Dikkat edilmesi gereken önemli bir nokta ise kanun lafzı açıktır; kişisel verinin alalade bir şekilde kaydedilmesi değil, kişisel verinin hukuka aykırı bir şekilde kaydedilmesi sonucunda bu suç oluşacaktır. Dolayısıyla hukuka uygunluk nedeni bertaraf edilmek suretiyle icra edilen kişisel veri kaydetme eylemi sonucunda suç meydana gelecektir.
Kaydetmek kelimesi mana itibariyle; bir yere yazmak, deftere geçirmek, dijital ortama aktarılması, veri tabanına işlenmesi, liste veya dosya halinde tutulması anlamlarına gelmektedir. Bu işlemlerin hukuka ayrı bir şekilde kaydedilmesi neticesinde suçun fiil unsuru tamamlanmış olmaktadır.

(Nesne işaretleme veri kümesi satırları)
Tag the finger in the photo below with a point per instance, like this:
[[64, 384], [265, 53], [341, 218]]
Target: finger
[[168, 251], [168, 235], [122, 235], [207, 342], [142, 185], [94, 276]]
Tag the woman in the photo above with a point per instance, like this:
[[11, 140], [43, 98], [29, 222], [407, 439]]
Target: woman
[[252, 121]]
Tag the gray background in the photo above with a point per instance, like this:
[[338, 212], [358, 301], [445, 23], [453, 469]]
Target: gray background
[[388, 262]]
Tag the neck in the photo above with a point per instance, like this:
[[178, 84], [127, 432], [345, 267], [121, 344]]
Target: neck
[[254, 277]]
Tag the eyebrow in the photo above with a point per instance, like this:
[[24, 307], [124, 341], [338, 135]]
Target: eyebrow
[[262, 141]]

---

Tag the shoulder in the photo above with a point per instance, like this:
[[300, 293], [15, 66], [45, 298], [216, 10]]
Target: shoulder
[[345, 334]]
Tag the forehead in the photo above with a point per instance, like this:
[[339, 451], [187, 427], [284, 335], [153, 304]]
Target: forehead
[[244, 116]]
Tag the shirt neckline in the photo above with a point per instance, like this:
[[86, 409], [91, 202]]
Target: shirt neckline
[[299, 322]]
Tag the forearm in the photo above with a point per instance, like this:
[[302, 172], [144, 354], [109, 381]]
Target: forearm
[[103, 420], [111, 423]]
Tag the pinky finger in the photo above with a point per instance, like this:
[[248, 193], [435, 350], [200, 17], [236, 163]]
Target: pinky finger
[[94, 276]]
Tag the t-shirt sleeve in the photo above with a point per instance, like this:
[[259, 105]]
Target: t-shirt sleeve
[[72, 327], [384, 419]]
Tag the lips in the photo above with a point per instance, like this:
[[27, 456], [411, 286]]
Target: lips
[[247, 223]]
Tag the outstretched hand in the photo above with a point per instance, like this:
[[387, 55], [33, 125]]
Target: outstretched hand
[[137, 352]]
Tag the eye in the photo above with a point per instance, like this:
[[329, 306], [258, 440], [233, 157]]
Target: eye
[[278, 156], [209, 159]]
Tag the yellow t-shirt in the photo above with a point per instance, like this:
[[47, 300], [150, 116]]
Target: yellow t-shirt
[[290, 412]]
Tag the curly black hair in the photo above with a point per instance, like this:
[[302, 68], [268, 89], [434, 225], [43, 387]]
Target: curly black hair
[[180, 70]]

Hedefler:
[A] Kişisel verilerin hukuka aykırı kaydedilmesi suçuna dair alıntıda "Dikkat edilmesi gereken" sözlerini içeren ifadeyle açılıp "unsuru tamamlanmış olmaktadır." ile kapanan bölümü olduğu gibi yineler misin?
[B] Kişisel verilerin hukuka aykırı kaydedilmesi suçunu anlatan alıntıyı kaldığı yerden sürdürür müsün?

Beklenen yanıtlar:
[A]
Dikkat edilmesi gereken önemli bir nokta ise kanun lafzı açıktır; kişisel verinin alalade bir şekilde kaydedilmesi değil, kişisel verinin hukuka aykırı bir şekilde kaydedilmesi sonucunda bu suç oluşacaktır. Dolayısıyla hukuka uygunluk nedeni bertaraf edilmek suretiyle icra edilen kişisel veri kaydetme eylemi sonucunda suç meydana gelecektir.
Kaydetmek kelimesi mana itibariyle; bir yere yazmak, deftere geçirmek, dijital ortama aktarılması, veri tabanına işlenmesi, liste veya dosya halinde tutulması anlamlarına gelmektedir. Bu işlemlerin hukuka ayrı bir şekilde kaydedilmesi neticesinde suçun fiil unsuru tamamlanmış olmaktadır.

[B]
Kişisel verilerin kaydedilebilmesi için önce bu verilerin ele geçirilmesi gerekir. Eğer veri hukuka uygun bir şekilde elde edilmişse, bu verinin kaydedilmesi suç oluşturmaz. Ancak başkasına ait kişisel verilerin hukuka aykırı şekilde ele geçirilip ardından kaydedilmesi durumunda, iki ayrı fiil ve dolayısıyla iki ayrı suç söz konusu olur: biri TCK m.136’daki verileri ele geçirme, diğeri TCK m.135’teki verileri kaydetme suçudur. Bu durum, failin aynı fiil sürecinden ötürü iki kez cezalandırılmasına yol açar. Oysa verilerin kaydedilmesi, ele geçirme fiilini de kapsayan daha ağır bir haksızlık oluşturur. Buna rağmen ele geçirme suçu, kaydetme suçuna göre daha ağır cezalandırılmaktadır ve tartışmalı bir zemin oluşturmaktadır. veri sadece ele geçirilmiş, ancak kaydedilmemiş, yayılmamış ya da paylaşılmamışsa, bu durum hazırlık hareketi niteliğinde olup cezalandırılmayı gerektirmez.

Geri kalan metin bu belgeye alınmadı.